> [Trecho da página]:
○ ○ ○ ○ ○ ○ ○

De serviços e não serviços

DE SERVIÇOS E NÃO SERVIÇOS

(crônica publicada no jornal "Diário Catarinense" de 17.08.11)

Toda manhã ela está lá, toda de preto, os cabelos acinzentados de grisalhos, umas trouxas socadas em mochilas pardas e uma placa de papelão que segura nas mãos, voltada para a rua movimentada: "Faxina - R$ 30,00". A mulher é branca, beira os 50 anos para cima ou para baixo e acomoda-se sentada junto ao meio-fio da calçada. Exibe sem ostentação um ar e um porte de certa dignidade que confessam um passado mais confortável.

○ ○ ○ ○ ○ ○ ○

(Itens de dados)
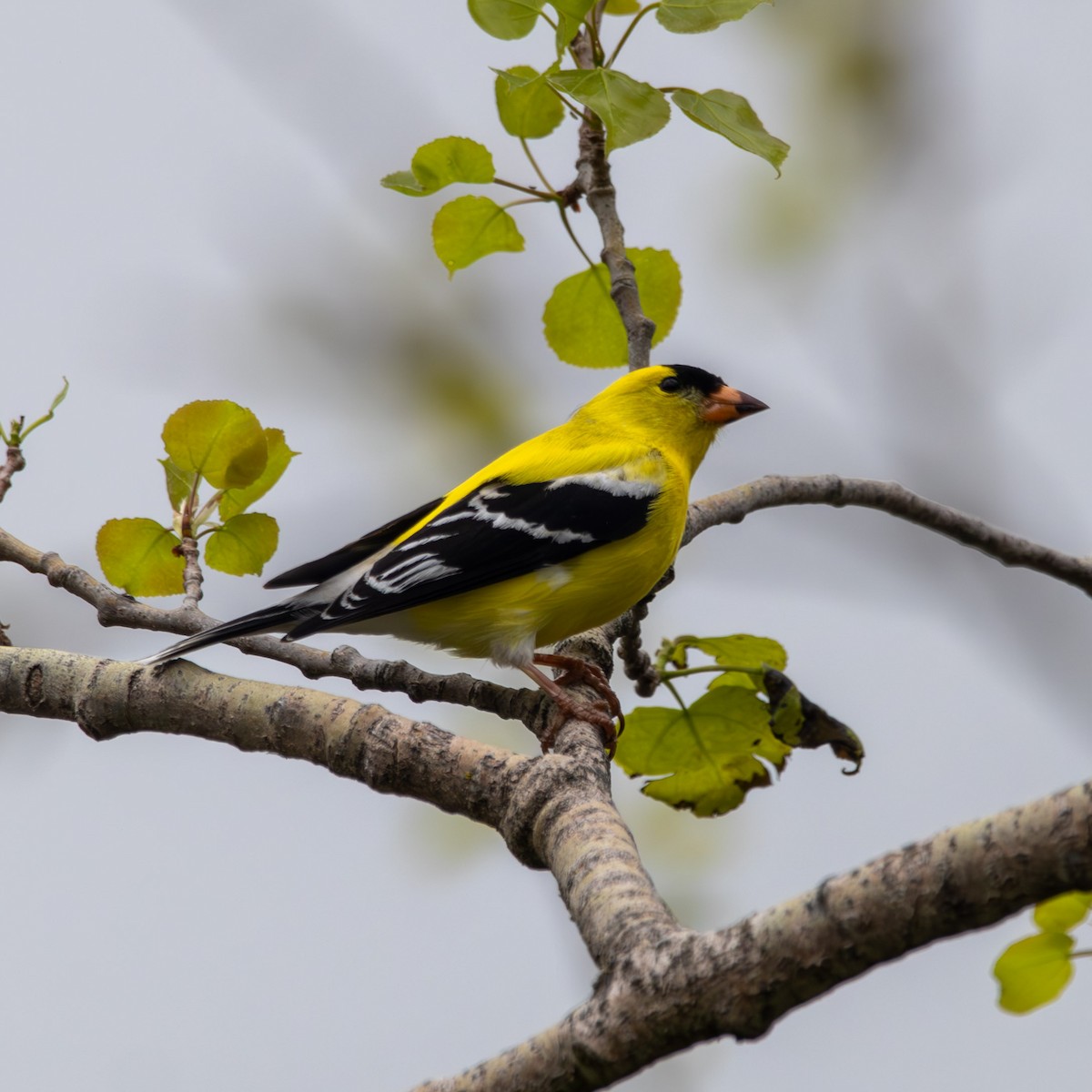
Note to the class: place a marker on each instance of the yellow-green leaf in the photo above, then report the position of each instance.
(278, 457)
(137, 555)
(581, 322)
(731, 116)
(440, 163)
(1033, 972)
(740, 652)
(527, 105)
(694, 16)
(631, 110)
(1064, 912)
(713, 753)
(243, 545)
(469, 228)
(219, 440)
(506, 19)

○ ○ ○ ○ ○ ○ ○

> [Detalhes do exercício]:
Responda com base na crônica:
1. Em que jornal e em que data a crônica foi publicada?
2. O que está escrito na placa de papelão que a mulher segura?
3. Onde a mulher se acomoda sentada?
As entradas formam um material à parte, sem ligação com a crônica.

> [Resposta do exercício]:
1. No jornal "Diário Catarinense", em 17.08.11.
2. "Faxina - R$ 30,00".
3. Junto ao meio-fio da calçada.